_Reading passage_:
....
An overactive thyroid can lead to serious secondary consequences. Individuals with hyperthyroidism and Graves’ disease can experience a multitude of ophthalmic conditions, including, bulging eyes, redness, and irritation. Some patients develop more devastating eye conditions that could even result in blindness. Research published January 2020 in the New England Journal of Medicine, however, sparks new hope for those who now may soon have access to a new drug, teprotumumab (Tepezza), which has been given a fast track to market as an orphan drug to treat the rare disease.  

According to the American Thyroid Association, the ophthalmic complication from Graves’ disease is called Graves’ ophthalmopathy or thyroid eye disease, which results from thyroid overactivity caused by Graves’ disease.
....
_Data provided_:
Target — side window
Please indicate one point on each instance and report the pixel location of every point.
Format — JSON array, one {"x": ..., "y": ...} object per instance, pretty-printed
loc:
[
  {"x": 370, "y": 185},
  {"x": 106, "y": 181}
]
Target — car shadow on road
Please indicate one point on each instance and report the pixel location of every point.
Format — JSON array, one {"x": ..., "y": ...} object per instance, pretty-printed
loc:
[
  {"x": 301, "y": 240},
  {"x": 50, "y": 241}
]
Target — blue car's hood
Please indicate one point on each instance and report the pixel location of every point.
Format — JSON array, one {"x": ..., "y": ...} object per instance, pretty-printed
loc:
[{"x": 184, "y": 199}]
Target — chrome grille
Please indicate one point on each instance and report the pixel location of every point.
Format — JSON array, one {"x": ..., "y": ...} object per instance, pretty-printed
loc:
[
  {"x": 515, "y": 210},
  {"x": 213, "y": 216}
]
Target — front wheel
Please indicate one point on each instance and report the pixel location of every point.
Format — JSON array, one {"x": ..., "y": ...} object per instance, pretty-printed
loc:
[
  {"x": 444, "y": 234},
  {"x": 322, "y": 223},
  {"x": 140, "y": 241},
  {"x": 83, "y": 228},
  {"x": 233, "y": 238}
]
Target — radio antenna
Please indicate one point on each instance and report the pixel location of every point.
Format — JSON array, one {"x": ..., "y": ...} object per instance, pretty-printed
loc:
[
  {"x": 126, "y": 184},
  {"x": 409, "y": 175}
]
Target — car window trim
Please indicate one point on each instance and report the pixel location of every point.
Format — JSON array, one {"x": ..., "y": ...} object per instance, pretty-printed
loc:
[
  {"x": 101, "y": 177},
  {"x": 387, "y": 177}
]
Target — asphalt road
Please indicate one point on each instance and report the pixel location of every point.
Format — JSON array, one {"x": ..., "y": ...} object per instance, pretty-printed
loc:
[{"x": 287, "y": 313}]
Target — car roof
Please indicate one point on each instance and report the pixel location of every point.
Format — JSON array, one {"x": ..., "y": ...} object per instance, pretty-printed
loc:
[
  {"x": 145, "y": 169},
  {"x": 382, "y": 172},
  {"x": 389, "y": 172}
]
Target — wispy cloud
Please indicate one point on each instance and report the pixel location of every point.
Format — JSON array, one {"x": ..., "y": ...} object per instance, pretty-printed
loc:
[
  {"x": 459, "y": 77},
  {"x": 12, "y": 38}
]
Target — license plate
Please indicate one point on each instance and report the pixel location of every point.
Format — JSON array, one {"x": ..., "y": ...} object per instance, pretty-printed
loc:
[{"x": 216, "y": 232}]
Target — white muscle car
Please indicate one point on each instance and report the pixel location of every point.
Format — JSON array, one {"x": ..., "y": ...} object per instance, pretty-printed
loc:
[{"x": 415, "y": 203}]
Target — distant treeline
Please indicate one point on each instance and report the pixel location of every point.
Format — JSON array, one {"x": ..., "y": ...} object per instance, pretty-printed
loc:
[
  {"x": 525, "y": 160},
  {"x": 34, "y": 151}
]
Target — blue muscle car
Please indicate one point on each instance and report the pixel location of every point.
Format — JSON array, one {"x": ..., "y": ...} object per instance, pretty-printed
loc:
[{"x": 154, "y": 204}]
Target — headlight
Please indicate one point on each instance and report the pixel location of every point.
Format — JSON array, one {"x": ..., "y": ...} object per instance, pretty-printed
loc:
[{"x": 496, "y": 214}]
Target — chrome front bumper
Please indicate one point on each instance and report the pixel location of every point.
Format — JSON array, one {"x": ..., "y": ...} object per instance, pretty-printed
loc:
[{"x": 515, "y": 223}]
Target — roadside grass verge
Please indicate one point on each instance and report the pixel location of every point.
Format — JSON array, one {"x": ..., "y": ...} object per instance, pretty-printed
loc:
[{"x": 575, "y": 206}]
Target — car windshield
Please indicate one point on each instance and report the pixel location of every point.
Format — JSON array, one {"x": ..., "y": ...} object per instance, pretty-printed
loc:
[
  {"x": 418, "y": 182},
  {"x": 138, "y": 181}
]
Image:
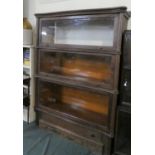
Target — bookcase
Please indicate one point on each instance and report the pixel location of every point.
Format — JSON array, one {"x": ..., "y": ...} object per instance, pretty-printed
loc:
[
  {"x": 28, "y": 71},
  {"x": 77, "y": 74}
]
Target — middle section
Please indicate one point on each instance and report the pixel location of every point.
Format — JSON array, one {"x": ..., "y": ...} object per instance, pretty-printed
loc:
[{"x": 92, "y": 69}]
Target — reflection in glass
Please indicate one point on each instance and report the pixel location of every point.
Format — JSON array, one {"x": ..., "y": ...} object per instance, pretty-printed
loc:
....
_Actions to take_:
(A) Please copy the thyroid passage again, starting at "According to the" and ending at "by Graves’ disease.", with "Graves’ ophthalmopathy" replaced by "thyroid-associated orbitopathy".
(B) Answer these questions from the thyroid passage:
(i) In which journal was the January 2020 research published?
(ii) What is the brand name given for teprotumumab?
(iii) According to the American Thyroid Association, what is the ophthalmic complication from Graves’ disease called?

_Outputs for the tasks_:
(A)
According to the American Thyroid Association, the ophthalmic complication from Graves’ disease is called thyroid-associated orbitopathy or thyroid eye disease, which results from thyroid overactivity caused by Graves’ disease.

(B)
(i) The New England Journal of Medicine
(ii) Tepezza
(iii) Graves’ ophthalmopathy or thyroid eye disease